### EXTRACT PROVIDED

COMMENTARY: Trucking and freight industries need government help

22 December 2020 - 09:08 By Road Freight Association, South African Association of Freight Forwarders and South African Express Parcel Association
The costs of truck attacks actions are not just borne by the transport industry but by all consumers who could face increased prices for goods in the future.
The costs of truck attacks actions are not just borne by the transport industry but by all consumers who could face increased prices for goods in the future.
Image: Eugene Coetzee

Continuing attacks against transporters in SA threaten to derail the successful implementation of the African Continental Free Trade Area (AfCFTA) agreement that was again endorsed by African leaders at the recent AU Summit.

If order is not restored, the consequences could be catastrophic — not only for SA, but for the rest of Africa.

Transport is the ultimate enabler — of both infrastructure development and trade. It serves many sectors of the economy such as manufacturing, health, agriculture, mining, consumer goods and food. It unlocks value chains and all of the job opportunities that come with these activities. All economies depend on the movement of goods and people. By connecting areas of economic activity within a country and between African countries, transport increases access to much-needed markets and services. Transport provides the means for emerging markets and developing countries to integrate into the global economy. It is therefore a crucial aspect of the preconditions needed to make AfCFTA a success.

AfCFTA — Unprecedented growth opportunity

The agreement intends to create a single continental market for goods and services, as well as a customs union with free movement of capital and people in the future. AfCFTA creates the largest free trade area in the world measured by the number of countries participating.

The pact connects 1.3 billion people across 55 countries with a combined GDP valued at US$3.4 trillion.

The World Bank report AfCFTA: Economic and Distributional Effects, issued earlier this year, notes that AfCFTA will significantly boost African trade, particularly intraregional trade in manufacturing. The volume of total exports could increase by almost 29% by 2035 relative to the baseline. Intracontinental exports would increase by more than 81%, while exports to non-African countries would rise by 19%. Implementing the AfCFTA will help lift millions of Africans out of poverty, spur wage increases and grow the economy of the continent by up to 3%.

Regional integration is paramount for Africa, where 40% of the population and one-third of the economies are trapped in landlocked countries.  

The benefits that SA — and the rest of the African continent could derive from the successful implementation of the AfCFTA are numerous and far-reaching: increased trade, poverty alleviation, job opportunities, and greater economic inclusion. In essence it offers an unprecedented, desperately needed, incomparable opportunity for the continent to become an economic force. This will, however, only be achieved if there are efficient supporting services that allow African traders to take advantage of the preferential market access. Transport and logistics are arguably the most important factors in the short term.

Attacks against transporters derail growth in SA

In SA, transport and logistics accounts for 11% of the country’s GDP — a staggering R480bn. About 50% of the SA economy is made up of goods, with logistics a service that relates to the transport, storage and distribution of these goods.

### SOURCE INFORMATION
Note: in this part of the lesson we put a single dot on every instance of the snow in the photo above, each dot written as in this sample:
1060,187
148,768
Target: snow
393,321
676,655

### TASK A
According to the commentary, what share of South Africa's GDP do transport and logistics account for?
### TASK B
Say whether each statement agrees with the commentary. Answer yes or no, and quote the words from the commentary that decide it.
(i) By the number of countries participating, AfCFTA creates the largest free trade area in the world.
(ii) The pact connects 1.3 billion people across 45 countries.
(iii) Exports to non-African countries would rise by 29%.
### TASK C
Transcribe the commentary from "If order is" up to and including "AfCFTA a success.".

### EXERCISE SOLUTION A
Transport and logistics account for 11% of South Africa's GDP, which is about R480bn.

### EXERCISE SOLUTION B
(i) Yes: "AfCFTA creates the largest free trade area in the world measured by the number of countries participating."
(ii) No: "The pact connects 1.3 billion people across 55 countries"
(iii) No: "exports to non-African countries would rise by 19%."

### EXERCISE SOLUTION C
If order is not restored, the consequences could be catastrophic — not only for SA, but for the rest of Africa.

Transport is the ultimate enabler — of both infrastructure development and trade. It serves many sectors of the economy such as manufacturing, health, agriculture, mining, consumer goods and food. It unlocks value chains and all of the job opportunities that come with these activities. All economies depend on the movement of goods and people. By connecting areas of economic activity within a country and between African countries, transport increases access to much-needed markets and services. Transport provides the means for emerging markets and developing countries to integrate into the global economy. It is therefore a crucial aspect of the preconditions needed to make AfCFTA a success.